_GOAL:_ Put the data below into a two-column CSV with the columns named instruction and points, one row for each instruction. Place each instruction and its points in a single quoted field with line breaks replaced by spaces, and leave the pictures out.
>> begin INFORMATION SUPPLIED
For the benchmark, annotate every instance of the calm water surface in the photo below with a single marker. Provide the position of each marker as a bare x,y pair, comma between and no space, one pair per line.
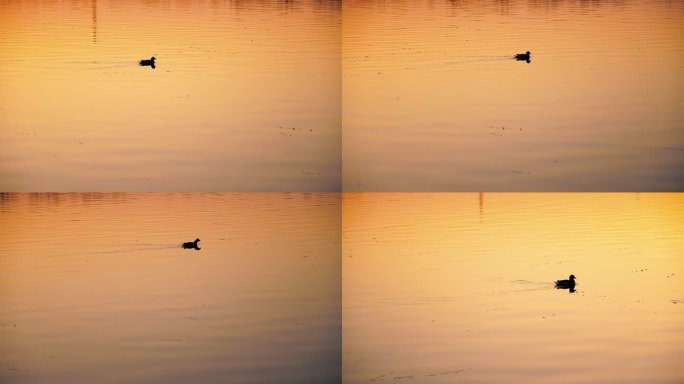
244,96
459,288
96,288
433,100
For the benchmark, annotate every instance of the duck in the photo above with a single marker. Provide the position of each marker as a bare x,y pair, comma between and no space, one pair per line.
149,62
566,283
520,56
191,244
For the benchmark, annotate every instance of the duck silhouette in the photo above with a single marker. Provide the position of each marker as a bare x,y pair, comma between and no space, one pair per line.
566,284
523,56
192,245
147,63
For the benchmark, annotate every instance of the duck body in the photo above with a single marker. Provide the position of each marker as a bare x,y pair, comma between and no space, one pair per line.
147,63
191,244
566,283
523,56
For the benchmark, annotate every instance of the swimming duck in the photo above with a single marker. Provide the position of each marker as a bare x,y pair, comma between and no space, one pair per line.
566,283
191,244
149,63
523,56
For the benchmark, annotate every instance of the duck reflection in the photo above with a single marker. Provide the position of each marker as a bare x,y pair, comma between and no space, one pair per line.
523,57
192,245
566,284
148,63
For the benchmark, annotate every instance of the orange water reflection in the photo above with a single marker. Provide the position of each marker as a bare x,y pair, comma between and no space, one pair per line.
433,100
459,287
245,96
93,283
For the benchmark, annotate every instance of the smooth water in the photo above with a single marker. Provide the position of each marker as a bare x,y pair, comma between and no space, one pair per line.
459,288
434,101
96,288
245,96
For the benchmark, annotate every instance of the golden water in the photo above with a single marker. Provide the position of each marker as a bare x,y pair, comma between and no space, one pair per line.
96,288
245,96
459,288
434,101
>> end INFORMATION SUPPLIED
_RESULT OF THE TASK:_
instruction,points
"For the benchmark, annotate every instance of the calm water surface in the photo below with a single marker. Provide the position of each marker as a bare x,y pair, comma between and no space, one pair per line.","244,96 459,288 96,288 433,100"
"For the benchmark, annotate every instance of the duck in the photo above with a single marker. Provide the position of each marker as a bare x,y pair, comma between and no space, one pair per line.","149,62 566,283 520,56 191,244"
"For the benchmark, annotate every instance of the duck silhouette in the photo above with a single marker. Provide the position of each marker as a bare x,y pair, comma between and no space, one pair per line.","566,284 523,56 192,245 147,63"
"For the benchmark, annotate every instance of the duck body in the photo above with a single marker. Provide the position of each marker as a bare x,y pair, comma between and no space, one pair per line.","147,63 191,244 566,283 523,56"
"For the benchmark, annotate every instance of the swimming duck in the photo above with a single marker. Provide the position of each marker as a bare x,y pair, comma between and no space, one pair per line.","566,283 191,244 149,63 523,56"
"For the benchmark, annotate every instance of the duck reflection in the photo above with a single marker. Provide the position of each marker as a bare x,y pair, comma between and no space, one pair per line.","523,57 192,245 566,284 148,63"
"For the benchmark, annotate every instance of the orange water reflection in the photo above with a single marker. Provide the position of each marker as a bare x,y pair, comma between and no space, one pair per line.","433,100 459,287 245,96 93,283"
"For the benchmark, annotate every instance of the smooth water in the photo above with a single marker. Provide the position of each marker as a bare x,y pair, comma between and no space, one pair per line.","459,288 434,101 96,288 245,96"
"For the benchmark, annotate every instance of the golden water in the photo above with a single marker. Provide the position of each marker as a bare x,y pair, comma between and no space, one pair per line.","96,288 245,96 459,288 434,101"